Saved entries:
__________

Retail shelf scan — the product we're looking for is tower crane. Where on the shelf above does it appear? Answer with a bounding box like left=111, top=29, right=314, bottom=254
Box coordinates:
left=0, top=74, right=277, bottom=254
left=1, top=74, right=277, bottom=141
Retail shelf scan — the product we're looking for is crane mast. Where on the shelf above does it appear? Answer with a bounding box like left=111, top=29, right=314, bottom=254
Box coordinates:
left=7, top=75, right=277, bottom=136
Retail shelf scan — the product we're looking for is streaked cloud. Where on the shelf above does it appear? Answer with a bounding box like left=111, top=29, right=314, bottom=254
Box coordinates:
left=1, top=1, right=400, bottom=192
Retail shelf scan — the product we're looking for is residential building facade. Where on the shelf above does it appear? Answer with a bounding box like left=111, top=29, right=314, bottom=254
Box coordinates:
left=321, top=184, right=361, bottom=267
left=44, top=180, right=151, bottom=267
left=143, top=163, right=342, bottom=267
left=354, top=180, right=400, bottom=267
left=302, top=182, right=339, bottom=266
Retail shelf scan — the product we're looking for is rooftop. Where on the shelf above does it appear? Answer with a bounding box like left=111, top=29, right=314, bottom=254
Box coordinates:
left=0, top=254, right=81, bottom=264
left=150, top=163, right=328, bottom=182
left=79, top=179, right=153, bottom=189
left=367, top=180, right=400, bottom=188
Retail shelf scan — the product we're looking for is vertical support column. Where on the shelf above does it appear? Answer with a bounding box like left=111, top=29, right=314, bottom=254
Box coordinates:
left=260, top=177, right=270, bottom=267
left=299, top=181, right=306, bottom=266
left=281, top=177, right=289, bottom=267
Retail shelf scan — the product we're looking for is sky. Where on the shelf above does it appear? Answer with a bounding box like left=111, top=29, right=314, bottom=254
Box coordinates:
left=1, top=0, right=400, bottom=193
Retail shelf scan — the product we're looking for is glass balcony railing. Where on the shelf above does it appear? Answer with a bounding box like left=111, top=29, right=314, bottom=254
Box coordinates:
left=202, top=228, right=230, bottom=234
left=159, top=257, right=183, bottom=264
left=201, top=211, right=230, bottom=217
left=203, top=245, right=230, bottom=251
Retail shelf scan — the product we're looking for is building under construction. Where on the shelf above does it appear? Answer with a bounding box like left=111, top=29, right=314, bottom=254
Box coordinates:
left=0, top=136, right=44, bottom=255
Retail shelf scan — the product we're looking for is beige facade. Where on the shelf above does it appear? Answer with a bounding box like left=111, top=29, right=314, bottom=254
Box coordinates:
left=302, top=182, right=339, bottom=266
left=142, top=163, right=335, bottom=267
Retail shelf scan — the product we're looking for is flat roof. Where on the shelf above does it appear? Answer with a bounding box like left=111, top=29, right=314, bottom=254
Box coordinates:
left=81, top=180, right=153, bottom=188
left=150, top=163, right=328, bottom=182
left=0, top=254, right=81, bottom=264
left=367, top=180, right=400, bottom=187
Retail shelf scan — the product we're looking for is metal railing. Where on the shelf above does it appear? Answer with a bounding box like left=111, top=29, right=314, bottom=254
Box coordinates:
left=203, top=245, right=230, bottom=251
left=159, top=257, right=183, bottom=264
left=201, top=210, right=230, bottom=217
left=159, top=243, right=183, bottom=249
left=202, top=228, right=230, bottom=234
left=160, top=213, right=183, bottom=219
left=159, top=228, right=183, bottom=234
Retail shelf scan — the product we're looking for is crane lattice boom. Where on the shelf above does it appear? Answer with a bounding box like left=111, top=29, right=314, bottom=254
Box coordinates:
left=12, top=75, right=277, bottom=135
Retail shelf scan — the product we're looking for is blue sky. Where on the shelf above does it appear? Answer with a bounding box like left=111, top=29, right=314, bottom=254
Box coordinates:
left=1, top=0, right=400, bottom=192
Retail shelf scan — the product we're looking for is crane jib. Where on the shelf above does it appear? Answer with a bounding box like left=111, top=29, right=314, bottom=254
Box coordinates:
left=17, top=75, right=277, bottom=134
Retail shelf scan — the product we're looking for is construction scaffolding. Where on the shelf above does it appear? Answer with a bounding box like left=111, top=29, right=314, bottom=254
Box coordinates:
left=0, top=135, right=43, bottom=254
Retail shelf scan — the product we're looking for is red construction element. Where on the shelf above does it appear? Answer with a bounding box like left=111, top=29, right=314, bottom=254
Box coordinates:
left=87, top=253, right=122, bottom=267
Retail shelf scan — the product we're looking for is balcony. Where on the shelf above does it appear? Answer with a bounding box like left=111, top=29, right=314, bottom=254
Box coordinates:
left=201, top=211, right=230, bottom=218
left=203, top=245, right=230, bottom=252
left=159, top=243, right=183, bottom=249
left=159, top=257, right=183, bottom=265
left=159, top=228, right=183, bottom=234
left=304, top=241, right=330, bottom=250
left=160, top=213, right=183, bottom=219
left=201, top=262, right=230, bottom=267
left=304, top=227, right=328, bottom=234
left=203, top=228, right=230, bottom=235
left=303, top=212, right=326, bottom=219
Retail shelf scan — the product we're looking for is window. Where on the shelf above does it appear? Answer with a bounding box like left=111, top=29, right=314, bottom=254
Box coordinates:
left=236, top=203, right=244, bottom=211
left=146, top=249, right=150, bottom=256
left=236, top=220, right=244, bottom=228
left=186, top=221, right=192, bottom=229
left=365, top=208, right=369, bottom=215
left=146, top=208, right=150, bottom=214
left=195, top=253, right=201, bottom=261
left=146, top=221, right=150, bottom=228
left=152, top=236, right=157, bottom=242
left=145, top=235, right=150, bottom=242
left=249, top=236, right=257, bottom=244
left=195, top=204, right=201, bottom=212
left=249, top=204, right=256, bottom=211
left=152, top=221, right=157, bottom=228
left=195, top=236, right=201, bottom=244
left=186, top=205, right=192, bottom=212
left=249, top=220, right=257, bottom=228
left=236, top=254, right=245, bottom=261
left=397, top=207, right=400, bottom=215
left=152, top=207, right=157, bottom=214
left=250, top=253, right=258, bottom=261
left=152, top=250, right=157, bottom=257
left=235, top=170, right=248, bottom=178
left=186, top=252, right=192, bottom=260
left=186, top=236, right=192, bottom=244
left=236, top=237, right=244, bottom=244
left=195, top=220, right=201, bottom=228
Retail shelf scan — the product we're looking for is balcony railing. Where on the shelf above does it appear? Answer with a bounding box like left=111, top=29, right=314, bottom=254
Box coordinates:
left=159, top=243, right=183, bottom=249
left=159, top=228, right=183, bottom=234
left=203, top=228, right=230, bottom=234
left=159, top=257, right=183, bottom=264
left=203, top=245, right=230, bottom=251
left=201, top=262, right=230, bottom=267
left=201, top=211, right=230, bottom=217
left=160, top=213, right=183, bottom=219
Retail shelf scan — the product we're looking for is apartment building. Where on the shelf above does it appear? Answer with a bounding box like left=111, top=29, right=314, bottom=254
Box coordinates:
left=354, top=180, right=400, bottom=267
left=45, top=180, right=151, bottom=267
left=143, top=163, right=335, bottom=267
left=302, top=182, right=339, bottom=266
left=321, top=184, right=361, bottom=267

__________

| What needs to be done |
Return from the data every line that holds "building".

| Solution to this exercise |
Retail shelf scan — the product we're looking for is residential building facade. Where on the shelf above does it appear? Answer with a bounding box like left=111, top=29, right=314, bottom=254
Retail shelf scan — the product we're looking for is building under construction. Where on the shelf above does it appear? Answer with a bounding box like left=111, top=29, right=314, bottom=254
Retail shelf scan — the product we're looking for is apartment building. Where on the shelf above does it appear? Answer with a bounding box like left=111, top=29, right=314, bottom=254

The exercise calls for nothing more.